● Problem statement: Copy the listing verbatim, starting at its first line and going on through the line that contains "186 334 L 167".

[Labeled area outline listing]
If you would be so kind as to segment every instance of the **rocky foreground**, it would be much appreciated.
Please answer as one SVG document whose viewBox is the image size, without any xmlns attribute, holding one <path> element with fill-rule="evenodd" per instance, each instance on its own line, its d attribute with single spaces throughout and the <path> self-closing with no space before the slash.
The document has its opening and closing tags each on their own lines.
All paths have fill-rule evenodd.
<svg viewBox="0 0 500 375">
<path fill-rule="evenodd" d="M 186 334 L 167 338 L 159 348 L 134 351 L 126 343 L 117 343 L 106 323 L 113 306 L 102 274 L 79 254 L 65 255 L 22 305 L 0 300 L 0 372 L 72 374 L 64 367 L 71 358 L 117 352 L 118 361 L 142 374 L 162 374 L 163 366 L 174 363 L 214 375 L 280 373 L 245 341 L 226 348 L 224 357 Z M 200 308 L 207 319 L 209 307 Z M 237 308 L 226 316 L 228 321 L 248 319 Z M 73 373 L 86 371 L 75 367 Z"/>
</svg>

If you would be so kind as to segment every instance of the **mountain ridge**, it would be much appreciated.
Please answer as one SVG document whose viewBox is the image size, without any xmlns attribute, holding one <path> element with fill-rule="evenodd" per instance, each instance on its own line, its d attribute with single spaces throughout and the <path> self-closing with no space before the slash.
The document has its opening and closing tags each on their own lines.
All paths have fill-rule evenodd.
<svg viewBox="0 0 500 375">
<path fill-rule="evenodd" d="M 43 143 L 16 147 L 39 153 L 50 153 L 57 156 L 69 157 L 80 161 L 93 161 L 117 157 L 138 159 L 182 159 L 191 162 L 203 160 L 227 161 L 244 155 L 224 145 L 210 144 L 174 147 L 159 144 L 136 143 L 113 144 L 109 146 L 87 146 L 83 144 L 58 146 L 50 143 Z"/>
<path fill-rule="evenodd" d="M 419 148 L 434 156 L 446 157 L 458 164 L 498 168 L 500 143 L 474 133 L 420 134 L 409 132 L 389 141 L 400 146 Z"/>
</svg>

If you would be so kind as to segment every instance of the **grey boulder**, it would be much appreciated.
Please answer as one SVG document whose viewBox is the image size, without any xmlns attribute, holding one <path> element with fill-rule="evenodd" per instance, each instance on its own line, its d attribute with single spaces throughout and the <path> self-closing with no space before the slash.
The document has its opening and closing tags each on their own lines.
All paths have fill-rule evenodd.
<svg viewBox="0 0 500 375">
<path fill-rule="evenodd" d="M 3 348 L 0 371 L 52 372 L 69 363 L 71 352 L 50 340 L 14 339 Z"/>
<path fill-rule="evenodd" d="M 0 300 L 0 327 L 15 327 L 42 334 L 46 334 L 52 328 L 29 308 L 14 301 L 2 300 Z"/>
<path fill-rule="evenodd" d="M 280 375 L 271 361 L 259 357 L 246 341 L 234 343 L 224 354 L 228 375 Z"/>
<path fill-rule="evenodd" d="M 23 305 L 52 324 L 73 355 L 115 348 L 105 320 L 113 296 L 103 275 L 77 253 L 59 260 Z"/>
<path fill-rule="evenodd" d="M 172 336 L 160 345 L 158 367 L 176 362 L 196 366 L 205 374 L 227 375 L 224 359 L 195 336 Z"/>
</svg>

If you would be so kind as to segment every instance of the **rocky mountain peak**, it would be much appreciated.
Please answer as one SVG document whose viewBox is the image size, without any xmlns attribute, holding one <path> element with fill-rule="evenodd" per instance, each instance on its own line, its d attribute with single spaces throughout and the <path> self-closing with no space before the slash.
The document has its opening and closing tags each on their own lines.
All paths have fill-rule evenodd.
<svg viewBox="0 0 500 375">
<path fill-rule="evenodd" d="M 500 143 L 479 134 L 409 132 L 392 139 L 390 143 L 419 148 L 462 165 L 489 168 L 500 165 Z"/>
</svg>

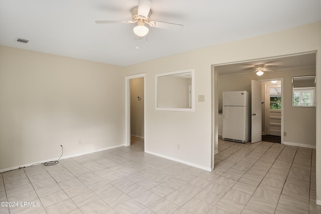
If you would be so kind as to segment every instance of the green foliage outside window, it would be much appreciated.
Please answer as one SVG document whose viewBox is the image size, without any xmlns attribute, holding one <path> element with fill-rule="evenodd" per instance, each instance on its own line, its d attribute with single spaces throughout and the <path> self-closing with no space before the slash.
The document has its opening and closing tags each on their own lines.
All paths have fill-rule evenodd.
<svg viewBox="0 0 321 214">
<path fill-rule="evenodd" d="M 281 109 L 281 97 L 270 97 L 270 109 Z"/>
</svg>

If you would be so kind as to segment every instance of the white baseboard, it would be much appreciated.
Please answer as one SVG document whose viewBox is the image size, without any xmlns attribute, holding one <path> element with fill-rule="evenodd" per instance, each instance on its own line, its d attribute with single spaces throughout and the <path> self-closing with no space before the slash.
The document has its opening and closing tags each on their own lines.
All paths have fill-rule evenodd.
<svg viewBox="0 0 321 214">
<path fill-rule="evenodd" d="M 316 146 L 313 145 L 304 144 L 304 143 L 292 143 L 292 142 L 283 141 L 283 144 L 290 146 L 301 146 L 301 147 L 310 148 L 311 149 L 316 148 Z"/>
<path fill-rule="evenodd" d="M 181 160 L 180 159 L 175 158 L 172 157 L 169 157 L 168 156 L 164 155 L 163 154 L 158 154 L 157 153 L 153 152 L 151 151 L 145 150 L 145 152 L 148 153 L 148 154 L 152 154 L 154 155 L 158 156 L 160 157 L 163 157 L 164 158 L 168 159 L 169 160 L 174 160 L 174 161 L 179 162 L 180 163 L 184 163 L 186 165 L 188 165 L 191 166 L 194 166 L 196 168 L 199 168 L 202 169 L 204 169 L 206 171 L 212 171 L 213 169 L 212 169 L 210 167 L 207 167 L 205 166 L 201 166 L 198 164 L 195 164 L 195 163 L 191 163 L 190 162 L 185 161 L 185 160 Z"/>
<path fill-rule="evenodd" d="M 132 136 L 133 137 L 138 137 L 138 138 L 144 139 L 144 137 L 142 137 L 141 136 L 135 135 L 134 134 L 130 134 L 130 136 Z"/>
<path fill-rule="evenodd" d="M 120 147 L 120 146 L 122 146 L 123 145 L 124 145 L 124 144 L 117 145 L 116 146 L 109 146 L 109 147 L 108 147 L 103 148 L 101 148 L 101 149 L 97 149 L 97 150 L 93 150 L 93 151 L 87 151 L 87 152 L 82 152 L 82 153 L 79 153 L 72 154 L 71 155 L 68 155 L 68 156 L 63 156 L 62 157 L 61 157 L 61 158 L 60 158 L 60 159 L 62 160 L 63 159 L 67 159 L 67 158 L 69 158 L 70 157 L 76 157 L 77 156 L 83 155 L 84 154 L 90 154 L 91 153 L 94 153 L 94 152 L 98 152 L 98 151 L 104 151 L 104 150 L 105 150 L 110 149 L 112 149 L 112 148 L 114 148 L 119 147 Z M 55 161 L 55 160 L 57 160 L 59 158 L 59 157 L 55 157 L 55 158 L 54 158 L 48 159 L 47 160 L 39 160 L 39 161 L 34 162 L 33 163 L 26 163 L 26 164 L 23 164 L 23 165 L 20 165 L 20 166 L 13 166 L 12 167 L 9 167 L 9 168 L 7 168 L 6 169 L 0 169 L 0 173 L 4 172 L 6 172 L 6 171 L 11 171 L 11 170 L 15 170 L 15 169 L 19 169 L 19 168 L 24 168 L 24 167 L 30 166 L 31 165 L 33 165 L 33 164 L 36 165 L 37 164 L 41 164 L 40 163 L 44 163 L 45 162 L 48 162 L 48 161 Z"/>
</svg>

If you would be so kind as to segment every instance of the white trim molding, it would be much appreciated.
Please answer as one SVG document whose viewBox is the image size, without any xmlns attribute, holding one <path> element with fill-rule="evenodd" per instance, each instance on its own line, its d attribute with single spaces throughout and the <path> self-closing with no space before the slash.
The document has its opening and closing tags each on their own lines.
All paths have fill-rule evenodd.
<svg viewBox="0 0 321 214">
<path fill-rule="evenodd" d="M 84 154 L 90 154 L 90 153 L 91 153 L 97 152 L 98 152 L 98 151 L 104 151 L 104 150 L 106 150 L 113 149 L 114 148 L 117 148 L 117 147 L 119 147 L 123 146 L 124 146 L 124 144 L 116 145 L 115 146 L 110 146 L 110 147 L 106 147 L 106 148 L 101 148 L 101 149 L 97 149 L 97 150 L 95 150 L 91 151 L 89 151 L 89 152 L 81 152 L 81 153 L 77 153 L 77 154 L 72 154 L 71 155 L 62 156 L 62 157 L 61 157 L 61 158 L 60 158 L 60 160 L 63 160 L 64 159 L 69 158 L 70 157 L 77 157 L 77 156 L 83 155 Z M 55 157 L 55 158 L 54 158 L 48 159 L 47 159 L 47 160 L 39 160 L 39 161 L 34 162 L 33 163 L 26 163 L 25 164 L 23 164 L 23 165 L 20 165 L 20 166 L 13 166 L 12 167 L 7 168 L 6 169 L 0 169 L 0 173 L 5 172 L 6 172 L 6 171 L 11 171 L 11 170 L 15 170 L 15 169 L 20 169 L 20 168 L 21 168 L 28 167 L 29 166 L 31 166 L 32 165 L 37 165 L 37 164 L 41 164 L 41 163 L 44 163 L 45 162 L 54 161 L 55 160 L 57 160 L 59 158 L 59 157 Z"/>
<path fill-rule="evenodd" d="M 130 134 L 130 136 L 132 137 L 138 137 L 138 138 L 144 139 L 144 137 L 142 137 L 141 136 L 135 135 L 134 134 Z"/>
<path fill-rule="evenodd" d="M 191 163 L 190 162 L 185 161 L 185 160 L 181 160 L 180 159 L 175 158 L 174 157 L 170 157 L 168 156 L 164 155 L 163 154 L 158 154 L 157 153 L 153 152 L 150 151 L 147 151 L 145 150 L 145 152 L 148 153 L 148 154 L 152 154 L 153 155 L 158 156 L 158 157 L 163 157 L 164 158 L 166 158 L 169 160 L 173 160 L 174 161 L 178 162 L 180 163 L 184 163 L 186 165 L 188 165 L 191 166 L 194 166 L 196 168 L 199 168 L 200 169 L 204 169 L 208 171 L 212 171 L 213 169 L 211 167 L 207 167 L 206 166 L 201 166 L 200 165 L 195 164 L 195 163 Z"/>
<path fill-rule="evenodd" d="M 301 147 L 310 148 L 311 149 L 316 148 L 315 145 L 305 144 L 304 143 L 292 143 L 292 142 L 283 141 L 284 145 L 288 145 L 290 146 L 300 146 Z"/>
</svg>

● Response below:
If you would be so kind as to segment every instance of the **rocky foreground**, it would be much appreciated.
Please answer as one SVG document whose viewBox is the image size, without any xmlns attribute, holding one <path> element with fill-rule="evenodd" per instance, each instance on its own line, its d attribute with single spaces throughout and the <path> self-closing with no space before the slash.
The document has its opening and closing tags each on their own lines.
All paths have fill-rule evenodd.
<svg viewBox="0 0 500 375">
<path fill-rule="evenodd" d="M 186 334 L 167 338 L 159 348 L 134 351 L 126 343 L 117 343 L 106 323 L 113 306 L 102 274 L 79 254 L 65 255 L 22 305 L 0 300 L 0 372 L 72 374 L 64 367 L 71 358 L 117 352 L 118 361 L 142 374 L 162 374 L 163 366 L 174 363 L 214 375 L 280 373 L 245 341 L 226 348 L 224 357 Z M 200 308 L 207 319 L 209 307 Z M 237 308 L 226 316 L 228 321 L 248 319 Z M 73 373 L 86 371 L 75 367 Z"/>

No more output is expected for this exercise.